== Task description ==
Leave every picture behind and copy the rest of the entries below exactly.

== Available data ==

==========

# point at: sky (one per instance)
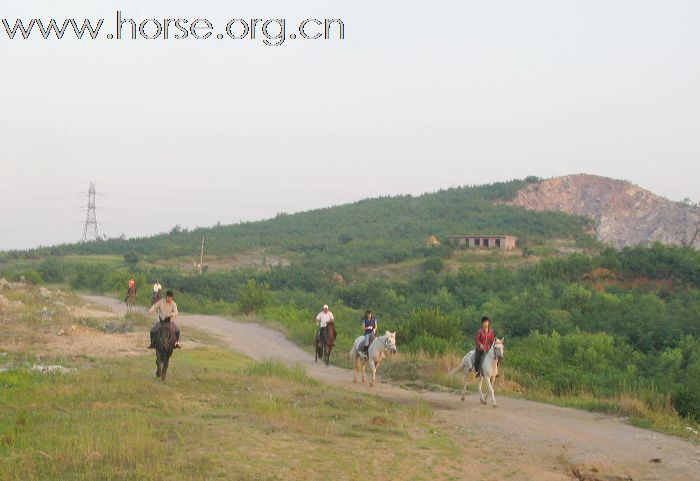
(419, 96)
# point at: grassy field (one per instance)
(220, 416)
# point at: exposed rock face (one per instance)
(624, 214)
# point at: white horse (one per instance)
(377, 352)
(489, 369)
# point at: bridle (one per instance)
(493, 348)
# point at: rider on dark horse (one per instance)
(131, 291)
(485, 338)
(370, 324)
(167, 312)
(323, 319)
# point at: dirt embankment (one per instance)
(520, 440)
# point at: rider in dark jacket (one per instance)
(370, 325)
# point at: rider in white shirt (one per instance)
(323, 318)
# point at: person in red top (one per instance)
(484, 339)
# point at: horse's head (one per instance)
(390, 341)
(499, 350)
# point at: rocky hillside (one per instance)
(624, 214)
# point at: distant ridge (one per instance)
(624, 214)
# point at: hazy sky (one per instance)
(419, 96)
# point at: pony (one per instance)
(165, 345)
(377, 351)
(326, 344)
(130, 299)
(489, 369)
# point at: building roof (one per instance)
(481, 236)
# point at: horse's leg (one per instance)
(372, 368)
(158, 363)
(166, 361)
(489, 383)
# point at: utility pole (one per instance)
(201, 257)
(91, 217)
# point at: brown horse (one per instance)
(130, 298)
(326, 344)
(165, 345)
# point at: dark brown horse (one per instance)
(326, 344)
(165, 345)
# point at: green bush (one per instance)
(52, 270)
(254, 296)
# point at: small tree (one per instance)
(131, 258)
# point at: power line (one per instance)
(91, 217)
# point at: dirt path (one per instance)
(524, 440)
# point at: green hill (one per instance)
(614, 321)
(373, 231)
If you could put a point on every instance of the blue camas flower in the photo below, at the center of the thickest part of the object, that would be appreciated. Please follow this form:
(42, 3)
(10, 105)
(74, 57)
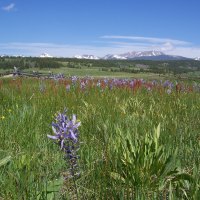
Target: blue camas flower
(66, 135)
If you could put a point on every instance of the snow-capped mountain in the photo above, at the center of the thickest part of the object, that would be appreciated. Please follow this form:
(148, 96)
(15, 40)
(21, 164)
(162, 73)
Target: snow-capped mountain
(114, 57)
(144, 55)
(135, 54)
(91, 57)
(45, 55)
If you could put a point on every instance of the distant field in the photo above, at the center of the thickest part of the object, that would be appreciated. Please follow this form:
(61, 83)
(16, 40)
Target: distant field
(139, 139)
(96, 72)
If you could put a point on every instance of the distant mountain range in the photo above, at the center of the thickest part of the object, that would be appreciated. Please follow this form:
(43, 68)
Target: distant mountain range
(134, 55)
(137, 55)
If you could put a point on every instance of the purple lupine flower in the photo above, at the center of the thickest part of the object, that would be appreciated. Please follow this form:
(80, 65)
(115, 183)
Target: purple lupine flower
(66, 134)
(169, 91)
(68, 88)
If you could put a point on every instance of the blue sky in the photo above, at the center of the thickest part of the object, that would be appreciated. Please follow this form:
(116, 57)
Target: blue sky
(99, 27)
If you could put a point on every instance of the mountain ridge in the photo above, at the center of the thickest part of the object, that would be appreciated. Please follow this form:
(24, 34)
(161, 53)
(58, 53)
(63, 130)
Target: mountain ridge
(136, 55)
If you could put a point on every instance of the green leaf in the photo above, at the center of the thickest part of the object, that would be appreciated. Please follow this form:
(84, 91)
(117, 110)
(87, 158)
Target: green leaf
(5, 160)
(52, 190)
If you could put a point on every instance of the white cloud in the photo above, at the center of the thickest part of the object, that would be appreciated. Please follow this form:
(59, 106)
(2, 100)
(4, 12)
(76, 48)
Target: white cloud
(9, 7)
(111, 47)
(147, 39)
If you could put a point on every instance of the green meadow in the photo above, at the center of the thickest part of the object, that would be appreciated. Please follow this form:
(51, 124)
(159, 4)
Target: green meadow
(135, 144)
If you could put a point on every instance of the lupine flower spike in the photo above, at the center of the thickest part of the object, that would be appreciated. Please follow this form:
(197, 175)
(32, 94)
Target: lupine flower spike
(66, 135)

==========

== Exercise result ==
# point at: sky (one per instance)
(419, 96)
# point at: grassy field (one per instance)
(220, 416)
# point at: exposed rock face (one per instance)
(624, 214)
# point at: white horse (one per instance)
(377, 352)
(489, 369)
# point at: bridle (one per instance)
(493, 348)
# point at: rider on dark horse (one per instance)
(131, 291)
(485, 338)
(370, 324)
(167, 312)
(323, 319)
# point at: dirt embankment (one per instance)
(520, 440)
# point at: rider in dark jacket (one per instance)
(370, 325)
# point at: rider in white shirt (one per instance)
(323, 318)
# point at: person in red top (one per instance)
(484, 339)
# point at: horse's head (one per instance)
(390, 341)
(499, 350)
# point at: rocky hillside (one per instance)
(624, 214)
# point at: distant ridge (one per instance)
(624, 214)
# point at: hazy sky (one per instance)
(419, 96)
# point at: pony (one per instance)
(165, 345)
(377, 351)
(326, 344)
(130, 299)
(489, 369)
# point at: building roof (one per instance)
(481, 236)
# point at: horse's leg (one per instance)
(372, 368)
(158, 363)
(166, 361)
(489, 383)
# point at: utility pole (one per instance)
(201, 257)
(91, 217)
# point at: brown horse (one per instance)
(130, 298)
(326, 344)
(165, 345)
# point at: dark brown horse (one per instance)
(326, 344)
(165, 345)
# point at: green bush (one per instance)
(52, 270)
(254, 296)
# point at: small tree (one per instance)
(131, 258)
# point at: power line (one per instance)
(91, 217)
# point at: dirt path (one per instance)
(524, 440)
# point at: green hill (one per instance)
(614, 321)
(373, 231)
If you could put a point on every instance of the blue camas flower in the photo below, at the center of the thickest part of the object, that would be appreciated. Please follow this form:
(42, 3)
(10, 105)
(74, 57)
Target: blue camas flower
(66, 135)
If you could put a point on every instance of the snow-capped mountain in the photo above, at the center of the thickest part of the object, that would be appreciated. Please follow this form:
(148, 96)
(15, 40)
(21, 164)
(162, 73)
Target: snow-capped mountain
(114, 57)
(144, 55)
(135, 54)
(91, 57)
(45, 55)
If you could put a point on every instance of the distant field in the photo above, at the center of the thickest part of the object, that would be appreciated. Please follow this form:
(61, 83)
(16, 40)
Target: distant field
(139, 139)
(96, 72)
If you could put a point on every instance of the distant mountain range in the photo above, at the center of the thickest part of the object, that would be appreciated. Please follow this form:
(43, 68)
Target: distant mountain range
(134, 55)
(137, 55)
If you could put a point on every instance of the purple lupine flower in the photo above, at the center of the thickest part of the object, that would be appreciated. Please follow this form:
(80, 65)
(115, 183)
Target: purple lupine flower
(66, 134)
(169, 91)
(68, 88)
If you could put a point on every instance of the blue sky in the photo above, at the center of the thickest part of the object, that would be appreciated. Please follow this form:
(116, 57)
Target: blue sky
(99, 27)
If you could put a point on every instance of the mountain ridge in the photo above, at the center of the thickest part of the object, that would be appreciated. Please follow this form:
(24, 34)
(161, 53)
(58, 53)
(63, 130)
Target: mountain ridge
(136, 55)
If you could put a point on every instance of the green leaf in the photo above, at the center of the thickest part of the object, that would be appreciated. Please follow this form:
(84, 91)
(117, 110)
(87, 158)
Target: green leaf
(5, 160)
(52, 190)
If you could put a point on every instance of the white cloud in the photo above, at the center of the thickest part of the object, that would be appreciated. Please follow this form:
(59, 106)
(2, 100)
(4, 12)
(76, 48)
Target: white cloud
(9, 7)
(111, 47)
(147, 39)
If you could put a point on every instance of the green meadow in the photo above, at the center of the thickest part of the object, that would be appreciated. Please follow this form:
(51, 124)
(159, 4)
Target: green meadow
(135, 144)
If you could put a point on every instance of the lupine flower spike in the photo above, at the center of the thickest part of the object, that would be appreciated. Please follow this form:
(197, 175)
(32, 94)
Target: lupine flower spike
(66, 135)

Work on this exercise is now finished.